Input for this task —
┄┄┄┄┄┄
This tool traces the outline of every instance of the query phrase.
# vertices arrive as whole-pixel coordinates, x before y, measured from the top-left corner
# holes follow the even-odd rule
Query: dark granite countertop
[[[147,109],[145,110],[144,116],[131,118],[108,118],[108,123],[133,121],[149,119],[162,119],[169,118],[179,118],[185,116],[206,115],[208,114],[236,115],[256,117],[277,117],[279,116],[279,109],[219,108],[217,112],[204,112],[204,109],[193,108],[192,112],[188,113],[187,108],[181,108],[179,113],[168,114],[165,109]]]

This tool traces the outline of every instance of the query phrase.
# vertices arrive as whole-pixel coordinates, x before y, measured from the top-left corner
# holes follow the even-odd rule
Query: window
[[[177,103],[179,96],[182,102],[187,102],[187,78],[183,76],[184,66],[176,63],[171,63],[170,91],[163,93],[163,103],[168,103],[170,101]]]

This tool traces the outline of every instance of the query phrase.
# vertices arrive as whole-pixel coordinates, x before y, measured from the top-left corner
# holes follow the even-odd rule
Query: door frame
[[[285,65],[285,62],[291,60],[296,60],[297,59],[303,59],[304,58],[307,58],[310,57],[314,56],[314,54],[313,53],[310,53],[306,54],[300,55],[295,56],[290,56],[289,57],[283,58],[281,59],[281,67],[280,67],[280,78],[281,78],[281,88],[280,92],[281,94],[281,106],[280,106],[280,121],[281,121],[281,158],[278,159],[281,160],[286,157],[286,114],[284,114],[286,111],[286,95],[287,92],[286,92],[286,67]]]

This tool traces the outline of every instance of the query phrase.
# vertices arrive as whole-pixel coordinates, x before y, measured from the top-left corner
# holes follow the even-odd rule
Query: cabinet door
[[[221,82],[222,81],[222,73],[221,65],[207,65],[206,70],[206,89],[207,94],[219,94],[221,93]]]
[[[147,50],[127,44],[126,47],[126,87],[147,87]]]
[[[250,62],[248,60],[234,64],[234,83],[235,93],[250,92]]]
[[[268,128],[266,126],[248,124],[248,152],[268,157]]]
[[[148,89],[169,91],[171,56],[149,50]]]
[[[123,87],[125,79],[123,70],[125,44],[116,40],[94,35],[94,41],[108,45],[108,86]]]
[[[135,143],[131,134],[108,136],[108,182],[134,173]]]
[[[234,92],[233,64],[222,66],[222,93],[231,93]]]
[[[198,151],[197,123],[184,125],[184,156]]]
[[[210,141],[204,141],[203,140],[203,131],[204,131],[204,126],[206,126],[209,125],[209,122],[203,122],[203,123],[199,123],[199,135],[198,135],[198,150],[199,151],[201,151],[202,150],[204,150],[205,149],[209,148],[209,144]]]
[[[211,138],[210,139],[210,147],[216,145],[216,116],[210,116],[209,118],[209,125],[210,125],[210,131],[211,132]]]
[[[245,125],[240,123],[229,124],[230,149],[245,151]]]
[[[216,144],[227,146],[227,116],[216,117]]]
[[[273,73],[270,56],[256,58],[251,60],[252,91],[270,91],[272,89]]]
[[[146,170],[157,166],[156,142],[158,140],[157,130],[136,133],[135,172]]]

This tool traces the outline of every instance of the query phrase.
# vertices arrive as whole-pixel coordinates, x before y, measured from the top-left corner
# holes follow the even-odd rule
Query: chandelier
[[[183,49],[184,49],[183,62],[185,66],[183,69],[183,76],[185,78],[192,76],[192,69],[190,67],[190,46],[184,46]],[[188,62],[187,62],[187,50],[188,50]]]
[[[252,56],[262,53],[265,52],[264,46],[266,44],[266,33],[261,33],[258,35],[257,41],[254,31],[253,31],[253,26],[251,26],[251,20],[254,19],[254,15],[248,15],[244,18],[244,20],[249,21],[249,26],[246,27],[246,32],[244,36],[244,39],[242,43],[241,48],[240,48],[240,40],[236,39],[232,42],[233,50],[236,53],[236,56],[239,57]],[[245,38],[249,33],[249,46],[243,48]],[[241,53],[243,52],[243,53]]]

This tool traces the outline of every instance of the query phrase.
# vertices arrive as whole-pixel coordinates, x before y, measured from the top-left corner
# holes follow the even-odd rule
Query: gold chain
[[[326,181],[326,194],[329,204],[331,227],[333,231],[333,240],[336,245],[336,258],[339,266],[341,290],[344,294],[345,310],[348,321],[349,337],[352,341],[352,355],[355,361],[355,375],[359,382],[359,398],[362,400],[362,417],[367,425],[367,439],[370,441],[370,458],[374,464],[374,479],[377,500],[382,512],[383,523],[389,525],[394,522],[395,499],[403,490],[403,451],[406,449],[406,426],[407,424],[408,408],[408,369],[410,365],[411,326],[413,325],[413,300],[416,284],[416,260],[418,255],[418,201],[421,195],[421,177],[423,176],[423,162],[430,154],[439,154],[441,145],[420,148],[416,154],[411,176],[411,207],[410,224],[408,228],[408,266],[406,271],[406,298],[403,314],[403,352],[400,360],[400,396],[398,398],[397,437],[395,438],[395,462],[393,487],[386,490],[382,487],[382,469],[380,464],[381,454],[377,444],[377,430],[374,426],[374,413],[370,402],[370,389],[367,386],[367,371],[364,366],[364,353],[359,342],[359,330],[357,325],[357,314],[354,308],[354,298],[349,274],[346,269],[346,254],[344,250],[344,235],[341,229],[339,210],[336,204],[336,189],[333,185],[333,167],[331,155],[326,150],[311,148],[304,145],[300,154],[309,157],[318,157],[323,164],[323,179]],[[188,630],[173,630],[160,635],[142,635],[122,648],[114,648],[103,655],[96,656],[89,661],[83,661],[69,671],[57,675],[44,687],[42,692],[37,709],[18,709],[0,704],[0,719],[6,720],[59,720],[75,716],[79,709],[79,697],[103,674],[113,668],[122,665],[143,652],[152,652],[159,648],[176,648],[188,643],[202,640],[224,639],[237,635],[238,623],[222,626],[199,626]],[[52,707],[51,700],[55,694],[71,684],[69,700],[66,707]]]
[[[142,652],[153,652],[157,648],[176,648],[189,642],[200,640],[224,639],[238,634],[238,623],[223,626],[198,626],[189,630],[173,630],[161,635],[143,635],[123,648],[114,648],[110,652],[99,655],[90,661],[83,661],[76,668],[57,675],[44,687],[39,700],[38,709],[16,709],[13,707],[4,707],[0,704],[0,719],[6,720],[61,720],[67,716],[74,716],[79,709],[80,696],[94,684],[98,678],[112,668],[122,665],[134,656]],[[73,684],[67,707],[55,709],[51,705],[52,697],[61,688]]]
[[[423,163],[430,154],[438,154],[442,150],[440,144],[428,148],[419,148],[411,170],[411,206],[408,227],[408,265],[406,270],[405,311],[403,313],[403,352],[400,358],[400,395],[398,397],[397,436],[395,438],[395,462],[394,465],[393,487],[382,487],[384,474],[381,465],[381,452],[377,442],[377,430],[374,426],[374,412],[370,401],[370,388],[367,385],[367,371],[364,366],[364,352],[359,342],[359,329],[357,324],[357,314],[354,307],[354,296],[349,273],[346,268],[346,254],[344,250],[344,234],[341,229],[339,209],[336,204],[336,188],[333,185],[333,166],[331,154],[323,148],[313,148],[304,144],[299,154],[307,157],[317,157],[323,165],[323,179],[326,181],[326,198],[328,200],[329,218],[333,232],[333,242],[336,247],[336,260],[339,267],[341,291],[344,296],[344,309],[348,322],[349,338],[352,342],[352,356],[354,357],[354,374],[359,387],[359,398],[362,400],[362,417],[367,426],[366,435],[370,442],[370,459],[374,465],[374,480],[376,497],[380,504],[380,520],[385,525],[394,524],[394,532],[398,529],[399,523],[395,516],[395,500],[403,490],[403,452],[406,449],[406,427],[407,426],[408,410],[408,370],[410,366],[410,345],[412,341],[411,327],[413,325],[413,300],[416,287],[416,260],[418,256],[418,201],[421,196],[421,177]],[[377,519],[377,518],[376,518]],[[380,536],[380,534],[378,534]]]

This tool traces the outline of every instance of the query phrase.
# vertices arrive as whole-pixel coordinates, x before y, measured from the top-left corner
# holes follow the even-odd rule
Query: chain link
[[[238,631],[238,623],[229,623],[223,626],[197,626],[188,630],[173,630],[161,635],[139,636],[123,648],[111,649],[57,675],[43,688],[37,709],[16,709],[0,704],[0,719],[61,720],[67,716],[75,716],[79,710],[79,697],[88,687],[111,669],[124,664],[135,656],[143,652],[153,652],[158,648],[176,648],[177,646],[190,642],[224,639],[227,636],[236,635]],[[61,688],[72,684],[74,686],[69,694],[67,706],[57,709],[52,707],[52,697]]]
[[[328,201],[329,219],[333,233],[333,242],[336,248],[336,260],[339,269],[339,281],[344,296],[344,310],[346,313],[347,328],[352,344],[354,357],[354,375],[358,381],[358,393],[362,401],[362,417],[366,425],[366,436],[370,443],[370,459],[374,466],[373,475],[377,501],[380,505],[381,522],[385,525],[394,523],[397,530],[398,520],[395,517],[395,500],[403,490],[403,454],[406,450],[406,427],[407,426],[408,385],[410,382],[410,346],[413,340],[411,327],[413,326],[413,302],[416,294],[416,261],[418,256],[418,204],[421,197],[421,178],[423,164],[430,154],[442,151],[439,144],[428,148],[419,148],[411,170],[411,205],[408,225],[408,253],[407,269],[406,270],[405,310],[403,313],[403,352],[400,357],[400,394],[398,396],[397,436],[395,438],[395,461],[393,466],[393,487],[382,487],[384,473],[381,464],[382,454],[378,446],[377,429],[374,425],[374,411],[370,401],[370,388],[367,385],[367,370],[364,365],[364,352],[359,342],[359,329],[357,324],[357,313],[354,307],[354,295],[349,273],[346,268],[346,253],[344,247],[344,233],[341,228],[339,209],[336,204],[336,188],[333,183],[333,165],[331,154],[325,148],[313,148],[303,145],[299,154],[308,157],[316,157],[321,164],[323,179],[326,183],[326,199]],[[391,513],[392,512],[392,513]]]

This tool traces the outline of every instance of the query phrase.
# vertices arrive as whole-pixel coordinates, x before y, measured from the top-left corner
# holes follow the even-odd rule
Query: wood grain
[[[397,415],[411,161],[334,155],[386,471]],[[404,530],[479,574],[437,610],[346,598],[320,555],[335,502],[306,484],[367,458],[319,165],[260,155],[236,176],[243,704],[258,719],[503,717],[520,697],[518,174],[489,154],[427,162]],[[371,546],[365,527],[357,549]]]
┄┄┄┄┄┄
Locate every line in the items above that contains the string "door" and copy each of those lines.

Solution to this task —
Query: door frame
Query: cabinet door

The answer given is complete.